Friday, May 02, 2008

Brazil weighs in on Anglican Covenant proposal, and ...

Titusoneine points to a Brazilian blog offering a response to the proposed Anglican Covenant by the Bishops of Brazil:

However, although acknowledging that commendable effort, we believe that our Communion does not need new instruments of consensus beyond those that historically have been our benchmarks in terms of identity.

We have diligently studied the second draft of the Covenant, known as the St Andrew’s Draft, and despite some new insights shown from the first reactions to the proposal coming from various parts of the Communion, according to our view, the proposition is still problematic.

Sections 05 and 06 in the new proposal focus on elements that we believe are unnecessary and inapplicable to our Communion. In the manner in which they are presented, they constitute a serious setback in the understanding of what is Communion, prioritising the juridical dimension more and less so the ecclesiological and affective dimensions that have been the historical mark of our mutual interdependence.

The Covenant continues to be a mistaken proposal for the resolution of conflicts through the creation of curial instances absolutely alien to our ethos.

We are fully convinced that the time in which we live is marked by symptoms that value highly the building up of networks and other manifestations of communion in a spontaneous way in the various aspects of human life. Insisting on a formal and juridical Covenant, with the logic of discipline and exercise of power, means to move in the opposite direction, thus returning to the days of Modernity, with its Confessions, Covenants, Diets and other rational instruments of theological consensus.

Good for them!

And the, just for fun, I checked out some of the comments on Titusonenine -- which led to this exchange:

drummie wrote: The preceeding message was bought and paid for by the political action arm of TEC, and they are solely responsable for it’s contents. May 2, 10:28 am

Susan Russell wrote: Help me here ... why is it that when Anglicans from the global south express perspectives congruent with neo-orthodoxy, any inference that they are being influenced by conservatives from North America is charged with being multi-culturally insensitive and racist ... but when Anglicans from the global south express perspectives congruent with a more progressive, inclusive vision of the Kingdom then they are the running dogs of Yankee Liberal Imperialism?

-----

**Activity A**
Set down the part of the blog post on the Anglican Covenant starting with "Brazil weighs in" and going on through "is still problematic.", word for word.
**Activity B**
In the blog post on the Anglican Covenant, which draft of the Covenant did the Bishops of Brazil say they studied?
**Activity C**
Pick up the blog post on the Anglican Covenant after its last sentence and keep writing it.
You won't need the records that come next for any of this work.

(Stored data entries)
-----

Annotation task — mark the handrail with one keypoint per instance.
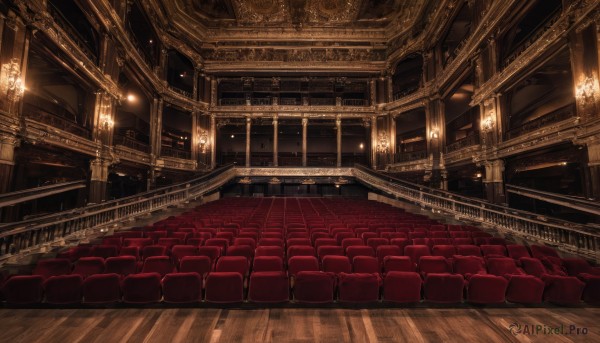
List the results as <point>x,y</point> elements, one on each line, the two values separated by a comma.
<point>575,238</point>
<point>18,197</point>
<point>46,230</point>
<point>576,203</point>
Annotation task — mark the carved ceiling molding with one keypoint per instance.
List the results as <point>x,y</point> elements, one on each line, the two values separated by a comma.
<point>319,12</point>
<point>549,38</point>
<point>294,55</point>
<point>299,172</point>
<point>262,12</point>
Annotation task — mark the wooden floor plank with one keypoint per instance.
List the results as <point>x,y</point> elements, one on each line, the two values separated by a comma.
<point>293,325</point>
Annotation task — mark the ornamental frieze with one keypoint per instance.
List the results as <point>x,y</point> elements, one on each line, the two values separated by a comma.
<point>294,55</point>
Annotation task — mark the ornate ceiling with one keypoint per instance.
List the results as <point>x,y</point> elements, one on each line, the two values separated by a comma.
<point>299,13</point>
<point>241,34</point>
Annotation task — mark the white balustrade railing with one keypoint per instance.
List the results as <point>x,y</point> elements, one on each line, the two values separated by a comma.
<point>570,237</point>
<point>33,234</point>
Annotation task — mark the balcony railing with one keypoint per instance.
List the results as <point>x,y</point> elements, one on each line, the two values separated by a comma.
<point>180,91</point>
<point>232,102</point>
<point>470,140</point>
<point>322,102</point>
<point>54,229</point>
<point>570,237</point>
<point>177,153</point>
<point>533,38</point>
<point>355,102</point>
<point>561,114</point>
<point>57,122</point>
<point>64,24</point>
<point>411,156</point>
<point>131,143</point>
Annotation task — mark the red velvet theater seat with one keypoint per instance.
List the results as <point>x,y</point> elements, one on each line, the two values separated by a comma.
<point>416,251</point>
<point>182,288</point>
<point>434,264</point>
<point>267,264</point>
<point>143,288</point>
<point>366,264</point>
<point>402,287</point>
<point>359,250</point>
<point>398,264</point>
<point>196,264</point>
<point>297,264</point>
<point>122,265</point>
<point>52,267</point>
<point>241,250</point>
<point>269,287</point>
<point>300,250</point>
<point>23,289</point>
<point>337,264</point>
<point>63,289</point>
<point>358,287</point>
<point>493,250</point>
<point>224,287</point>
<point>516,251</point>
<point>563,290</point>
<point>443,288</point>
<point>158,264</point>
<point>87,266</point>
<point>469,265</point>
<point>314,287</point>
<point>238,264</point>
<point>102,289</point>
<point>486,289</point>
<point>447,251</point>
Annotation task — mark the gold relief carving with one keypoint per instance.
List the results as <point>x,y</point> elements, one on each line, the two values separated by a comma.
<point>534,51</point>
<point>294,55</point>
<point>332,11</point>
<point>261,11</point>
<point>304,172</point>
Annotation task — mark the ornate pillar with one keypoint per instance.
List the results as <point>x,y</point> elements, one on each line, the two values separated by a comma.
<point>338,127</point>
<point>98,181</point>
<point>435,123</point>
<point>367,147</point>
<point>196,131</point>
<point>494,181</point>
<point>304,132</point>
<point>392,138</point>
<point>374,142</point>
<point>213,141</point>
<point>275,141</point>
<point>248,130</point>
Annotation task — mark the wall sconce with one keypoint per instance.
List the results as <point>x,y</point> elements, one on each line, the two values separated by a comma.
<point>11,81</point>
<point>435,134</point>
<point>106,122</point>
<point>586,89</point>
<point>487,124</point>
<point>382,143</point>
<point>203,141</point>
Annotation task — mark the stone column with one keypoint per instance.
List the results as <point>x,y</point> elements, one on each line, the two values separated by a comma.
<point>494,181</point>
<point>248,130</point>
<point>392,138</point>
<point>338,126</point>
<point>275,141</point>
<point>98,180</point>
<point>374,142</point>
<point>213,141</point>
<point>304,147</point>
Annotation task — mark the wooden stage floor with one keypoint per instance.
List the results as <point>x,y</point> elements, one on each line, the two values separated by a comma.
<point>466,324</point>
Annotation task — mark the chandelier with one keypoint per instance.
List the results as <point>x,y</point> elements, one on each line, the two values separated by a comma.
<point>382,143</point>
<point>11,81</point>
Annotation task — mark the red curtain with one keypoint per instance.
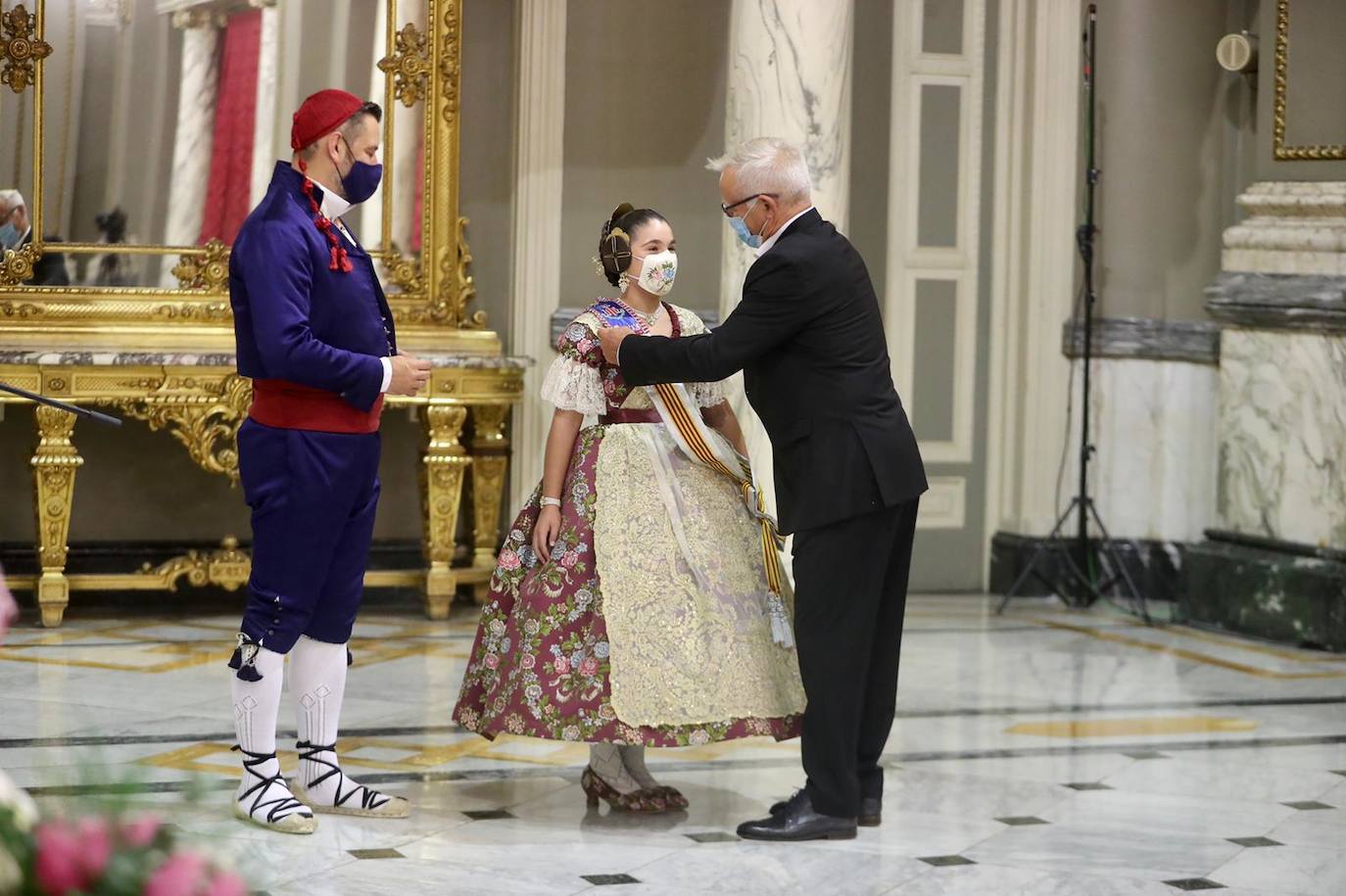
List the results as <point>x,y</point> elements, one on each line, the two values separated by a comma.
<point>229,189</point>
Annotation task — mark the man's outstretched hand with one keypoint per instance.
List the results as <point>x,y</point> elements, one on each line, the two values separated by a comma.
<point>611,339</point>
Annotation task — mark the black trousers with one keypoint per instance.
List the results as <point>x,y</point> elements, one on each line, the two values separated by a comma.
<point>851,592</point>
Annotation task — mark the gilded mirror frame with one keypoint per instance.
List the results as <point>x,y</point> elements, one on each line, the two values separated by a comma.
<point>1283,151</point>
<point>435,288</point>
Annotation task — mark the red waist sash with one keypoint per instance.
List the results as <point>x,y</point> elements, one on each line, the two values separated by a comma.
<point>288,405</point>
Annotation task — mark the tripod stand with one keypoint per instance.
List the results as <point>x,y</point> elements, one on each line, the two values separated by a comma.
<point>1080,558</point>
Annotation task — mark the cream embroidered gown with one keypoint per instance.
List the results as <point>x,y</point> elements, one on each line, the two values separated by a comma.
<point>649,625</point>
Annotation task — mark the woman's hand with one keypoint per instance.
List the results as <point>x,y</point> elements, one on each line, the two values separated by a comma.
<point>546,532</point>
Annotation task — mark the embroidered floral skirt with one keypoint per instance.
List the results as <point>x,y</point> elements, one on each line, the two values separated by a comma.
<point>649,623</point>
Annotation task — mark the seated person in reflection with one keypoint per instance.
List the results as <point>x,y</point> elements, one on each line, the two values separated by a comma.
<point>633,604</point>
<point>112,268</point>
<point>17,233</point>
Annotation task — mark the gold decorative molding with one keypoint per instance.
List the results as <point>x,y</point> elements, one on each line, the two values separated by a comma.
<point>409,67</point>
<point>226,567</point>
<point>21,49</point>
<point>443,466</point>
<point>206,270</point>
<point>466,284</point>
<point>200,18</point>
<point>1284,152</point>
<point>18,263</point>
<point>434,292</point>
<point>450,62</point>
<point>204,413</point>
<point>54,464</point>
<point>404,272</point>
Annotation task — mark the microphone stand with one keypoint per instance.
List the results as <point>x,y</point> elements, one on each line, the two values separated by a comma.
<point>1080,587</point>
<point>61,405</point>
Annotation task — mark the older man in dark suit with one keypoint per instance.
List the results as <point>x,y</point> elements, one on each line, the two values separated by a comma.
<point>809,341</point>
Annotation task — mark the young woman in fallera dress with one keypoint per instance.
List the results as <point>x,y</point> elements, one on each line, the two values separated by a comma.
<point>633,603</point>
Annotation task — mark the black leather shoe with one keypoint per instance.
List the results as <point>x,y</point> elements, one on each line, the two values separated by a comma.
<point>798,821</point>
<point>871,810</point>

-----

**Answer box A**
Brazil weighs in on Anglican Covenant proposal, and ...

Titusoneine points to a Brazilian blog offering a response to the proposed Anglican Covenant by the Bishops of Brazil:

However, although acknowledging that commendable effort, we believe that our Communion does not need new instruments of consensus beyond those that historically have been our benchmarks in terms of identity.

We have diligently studied the second draft of the Covenant, known as the St Andrew’s Draft, and despite some new insights shown from the first reactions to the proposal coming from various parts of the Communion, according to our view, the proposition is still problematic.

**Answer box B**
The second draft, known as the St Andrew's Draft.

**Answer box C**
I’m thinking that it’s a tough sell to have it both ways.

Isn’t it JUST POSSIBLE that there really is a broad diversity of experience and understanding throughout the communion and figuring out how to live together in communion in spite of those differences ... not figuring out how to boot people out of the communion because of them ... should be the point of any “covenant” to begin with?
May 2, 10:54 am

Cennydd wrote: Susan: Bring The Episcopal Church and the Anglican Church of Canada back into line, and maybe we’ll talk turkey. Until then........ May 2, 10:59 am


It seems to me that if nothing short of surrendering Dorothy (and her little dog, too!) is good enough for the schismatics then it's time for the rest of the Communion to ignore them and keep on following the yellow brick road!


J.T. said...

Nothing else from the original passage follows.